-- START --

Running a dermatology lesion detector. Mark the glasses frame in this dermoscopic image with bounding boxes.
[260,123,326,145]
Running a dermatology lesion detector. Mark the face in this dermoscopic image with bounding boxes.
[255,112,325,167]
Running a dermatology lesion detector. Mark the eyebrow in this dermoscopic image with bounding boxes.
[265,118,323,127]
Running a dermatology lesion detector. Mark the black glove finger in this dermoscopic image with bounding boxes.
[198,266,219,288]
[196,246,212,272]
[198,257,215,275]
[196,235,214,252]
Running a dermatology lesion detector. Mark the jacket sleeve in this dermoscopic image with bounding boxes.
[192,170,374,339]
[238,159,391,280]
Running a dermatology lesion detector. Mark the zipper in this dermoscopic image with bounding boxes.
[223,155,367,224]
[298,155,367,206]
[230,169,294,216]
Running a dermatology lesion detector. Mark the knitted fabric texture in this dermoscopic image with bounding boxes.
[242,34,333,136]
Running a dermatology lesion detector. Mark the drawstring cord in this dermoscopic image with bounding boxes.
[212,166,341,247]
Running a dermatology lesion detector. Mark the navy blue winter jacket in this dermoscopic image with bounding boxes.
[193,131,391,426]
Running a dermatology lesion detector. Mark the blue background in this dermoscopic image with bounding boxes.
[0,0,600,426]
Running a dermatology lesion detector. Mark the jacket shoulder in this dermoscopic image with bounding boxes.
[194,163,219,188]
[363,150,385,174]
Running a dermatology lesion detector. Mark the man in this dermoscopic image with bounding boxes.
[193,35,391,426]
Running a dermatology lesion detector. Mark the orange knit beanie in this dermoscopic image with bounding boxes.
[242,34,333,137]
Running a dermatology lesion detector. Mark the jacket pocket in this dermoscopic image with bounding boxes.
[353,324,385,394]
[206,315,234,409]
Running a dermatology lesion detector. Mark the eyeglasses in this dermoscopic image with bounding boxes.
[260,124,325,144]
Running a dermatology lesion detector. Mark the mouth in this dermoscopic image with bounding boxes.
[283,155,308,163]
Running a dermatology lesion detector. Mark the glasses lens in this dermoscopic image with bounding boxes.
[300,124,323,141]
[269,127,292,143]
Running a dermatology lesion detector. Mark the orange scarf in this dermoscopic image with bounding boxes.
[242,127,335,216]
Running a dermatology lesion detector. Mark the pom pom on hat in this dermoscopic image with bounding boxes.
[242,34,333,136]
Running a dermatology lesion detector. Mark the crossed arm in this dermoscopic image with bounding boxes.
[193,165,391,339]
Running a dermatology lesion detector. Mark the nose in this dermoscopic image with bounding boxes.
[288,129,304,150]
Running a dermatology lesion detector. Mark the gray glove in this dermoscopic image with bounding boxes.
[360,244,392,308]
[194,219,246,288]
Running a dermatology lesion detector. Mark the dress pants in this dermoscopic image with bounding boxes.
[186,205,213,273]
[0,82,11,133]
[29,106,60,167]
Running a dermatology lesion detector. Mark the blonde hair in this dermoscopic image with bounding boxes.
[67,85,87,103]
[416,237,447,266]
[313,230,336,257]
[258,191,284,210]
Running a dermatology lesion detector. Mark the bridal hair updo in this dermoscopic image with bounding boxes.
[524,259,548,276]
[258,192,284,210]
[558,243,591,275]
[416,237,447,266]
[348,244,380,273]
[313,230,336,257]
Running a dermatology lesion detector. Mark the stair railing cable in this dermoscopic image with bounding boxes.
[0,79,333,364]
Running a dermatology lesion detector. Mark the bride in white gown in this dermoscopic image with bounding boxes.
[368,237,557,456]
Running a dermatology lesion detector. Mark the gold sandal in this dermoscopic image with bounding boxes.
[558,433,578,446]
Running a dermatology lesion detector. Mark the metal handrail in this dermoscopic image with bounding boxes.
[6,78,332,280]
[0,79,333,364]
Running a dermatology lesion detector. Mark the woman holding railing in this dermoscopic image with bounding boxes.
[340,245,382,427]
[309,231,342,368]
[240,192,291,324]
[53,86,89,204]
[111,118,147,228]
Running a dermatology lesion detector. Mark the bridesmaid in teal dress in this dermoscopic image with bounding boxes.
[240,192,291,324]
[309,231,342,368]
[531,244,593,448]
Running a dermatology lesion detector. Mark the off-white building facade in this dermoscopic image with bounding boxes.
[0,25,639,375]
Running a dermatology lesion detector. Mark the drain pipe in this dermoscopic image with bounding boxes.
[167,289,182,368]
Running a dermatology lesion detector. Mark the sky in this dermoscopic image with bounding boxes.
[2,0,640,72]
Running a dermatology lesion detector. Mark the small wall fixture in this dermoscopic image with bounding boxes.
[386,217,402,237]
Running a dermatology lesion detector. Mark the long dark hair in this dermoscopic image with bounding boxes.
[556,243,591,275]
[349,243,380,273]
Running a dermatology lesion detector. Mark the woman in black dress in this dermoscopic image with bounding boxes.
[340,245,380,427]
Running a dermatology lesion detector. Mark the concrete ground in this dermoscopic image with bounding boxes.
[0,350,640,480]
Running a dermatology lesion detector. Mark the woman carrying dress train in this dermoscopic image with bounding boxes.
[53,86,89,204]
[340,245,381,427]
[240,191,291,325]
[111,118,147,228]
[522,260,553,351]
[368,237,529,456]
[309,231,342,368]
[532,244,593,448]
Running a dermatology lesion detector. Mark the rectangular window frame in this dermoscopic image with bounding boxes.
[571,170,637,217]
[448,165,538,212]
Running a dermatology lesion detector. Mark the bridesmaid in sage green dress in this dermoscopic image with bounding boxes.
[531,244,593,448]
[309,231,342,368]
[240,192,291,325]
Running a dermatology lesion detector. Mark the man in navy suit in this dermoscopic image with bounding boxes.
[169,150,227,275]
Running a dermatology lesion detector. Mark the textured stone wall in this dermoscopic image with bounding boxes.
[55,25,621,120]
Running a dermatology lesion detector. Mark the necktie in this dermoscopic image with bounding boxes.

-- END --

**WORK INSTRUCTIONS**: Please retype every row above word for word, in the same order and with the same line breaks.

**RESPONSE TO THIS TASK**:
Running a dermatology lesion detector. Mark the glasses frame in this dermoscopic image with bounding boxes.
[260,123,326,145]
Running a dermatology lesion detector. Mark the face in this dermoscopic image with bounding boxes.
[255,112,325,167]
Running a dermatology lesion detector. Mark the eyebrow in this dermoscopic image with bounding boxes.
[265,118,323,127]
Running a dermatology lesion detector. Mark the black glove finger in this dermoscopic image with bounding boxes.
[198,266,219,288]
[196,246,212,272]
[198,257,215,275]
[196,235,214,252]
Running a dermatology lesion detector. Mark the jacket sleeve in this dermoscopic image with bounding boxes.
[192,170,374,339]
[238,159,391,280]
Running a dermatology lesion detector. Mark the zipper in this dermoscopic image with bounding boxes.
[223,155,367,224]
[298,155,367,206]
[230,169,294,216]
Running a dermatology lesion detector. Mark the knitted fabric texture in this dermoscopic image with bounding boxes.
[242,34,333,136]
Running a dermatology lesion detector. Mark the drawstring cord in this dermoscopic image with bounding boxes.
[212,166,341,247]
Running a dermatology lesion detector. Mark the navy blue winter jacket in this dermoscopic image with bounding boxes.
[193,131,391,426]
Running a dermatology lesion detector. Mark the blue background in this dermoscopic image with bounding boxes.
[0,0,600,426]
Running a dermatology lesion detector. Mark the jacket shoulder in this dermoscopic image with bounding boxes.
[194,163,219,188]
[363,150,385,174]
Running a dermatology lesion detector. Mark the man in this dermoscopic image with bounding boxes.
[193,35,391,426]
Running a dermatology lesion detector. Mark the orange knit beanie in this dermoscopic image with bounding boxes.
[242,34,333,137]
Running a dermatology lesion detector. Mark the jacket pocket in this dermoscopic image with bounding boxes.
[353,324,385,394]
[206,315,234,409]
Running a dermatology lesion detector. Mark the eyeglasses in this dermoscopic image with bounding boxes.
[260,124,325,144]
Running a dermatology lesion detector. Mark the mouth in this dermoscopic image with bounding boxes.
[283,155,308,163]
Running a dermatology lesion detector. Mark the glasses lens in this dermoscopic image with bounding boxes.
[300,124,323,141]
[269,127,292,143]
Running a dermatology lesion detector. Mark the orange scarf in this dermoscopic image with bounding boxes.
[242,127,335,216]
Running a dermatology lesion detector. Mark the pom pom on hat in this dermoscopic image with bounding boxes.
[242,34,333,136]
Running a dermatology lesion detector. Mark the crossed arm in this dermoscopic image with bounding boxes.
[193,165,391,339]
Running a dermatology lesion detector. Mark the nose in this dermoscopic image with bounding boxes.
[288,129,304,150]
Running a dermatology lesion detector. Mark the gray glove in this dermoscopic image with bounding boxes.
[360,244,392,308]
[194,219,246,288]
Running a dermatology lesion detector. Mark the dress pants in this dermoscopic image with bounding boxes.
[186,205,213,273]
[0,82,11,133]
[29,106,60,167]
Running a dermatology lesion detector. Mark the blonde hair in this dermoscopic image with bounding boxes.
[67,85,87,103]
[416,237,447,266]
[313,230,336,257]
[258,191,284,210]
Running a dermatology lesion detector. Mark the bridal hair updo in this dermoscopic image with bounding boxes.
[524,259,548,276]
[258,192,284,210]
[558,243,591,275]
[416,237,447,266]
[348,244,380,273]
[313,230,336,257]
Running a dermatology lesion detector. Mark the stair railing cable in this dermoscopic image with bounding boxes.
[0,79,333,364]
Running a dermatology lesion detector. Mark the bride in white gown in this dermoscopic image with bounding boxes.
[368,237,557,456]
Running a dermatology lesion detector. Mark the gold sandal in this dermoscopic image with bounding boxes.
[558,433,578,446]
Running a dermatology lesion detector. Mark the metal handrail in this dermoscopic image with bounding boxes.
[6,78,332,280]
[0,79,333,364]
Running a dermatology lesion detector. Mark the woman holding railing in this dermoscopic image with bounding boxes.
[340,245,382,427]
[309,231,342,368]
[240,192,291,324]
[53,86,89,204]
[111,118,147,228]
Running a dermatology lesion detector. Mark the bridesmaid in teal dress in this dermoscopic image with bounding boxes.
[240,192,291,324]
[309,231,342,368]
[531,244,593,448]
Running a dermatology lesion detector. Mark the off-white building facade in this dermoscopic image with bounding boxes.
[0,25,639,375]
Running a dermatology lesion detector. Mark the drain pipe in this dermoscopic image with bounding boxes.
[167,289,182,368]
Running a dermatology lesion detector. Mark the sky in this dermoscopic image with bounding boxes.
[2,0,640,72]
Running a dermatology lesion detector. Mark the small wall fixture in this dermoscopic image with bounding boxes.
[386,217,402,237]
Running a dermatology lesion detector. Mark the long dark hair in this dermoscopic image with bounding boxes.
[556,243,591,275]
[349,243,380,273]
Running a dermatology lesion detector. Mark the woman in black dress in this dermoscopic image with bounding boxes.
[340,245,380,427]
Running a dermatology lesion detector. Mark the concrete ground in this dermoscopic image with bounding boxes.
[0,350,640,480]
Running a dermatology lesion detector. Mark the woman carrying dress train in this dermoscopic image with bounding boxes.
[53,86,89,204]
[340,245,381,427]
[240,191,291,325]
[111,118,147,228]
[522,260,553,351]
[368,237,529,456]
[309,231,342,368]
[532,244,593,448]
Running a dermatology lesion detector. Mark the rectangular window frame in this dermoscopic image with bounding boxes.
[571,170,637,217]
[448,165,538,212]
Running a dermatology lesion detector. Mark the bridesmaid in sage green dress in this dermoscopic image with bounding boxes.
[531,244,593,448]
[309,231,342,368]
[240,192,291,325]
Running a dermatology lesion detector. Mark the man in navy suit in this dermoscopic image with bounding boxes.
[169,150,227,275]
Running a dermatology lesion detector. Mark the textured stone wall in this dermoscopic image with bounding boxes.
[55,25,621,120]
Running a dermatology lesion detector. Mark the necktie in this dermoscopic image with bounding boxes.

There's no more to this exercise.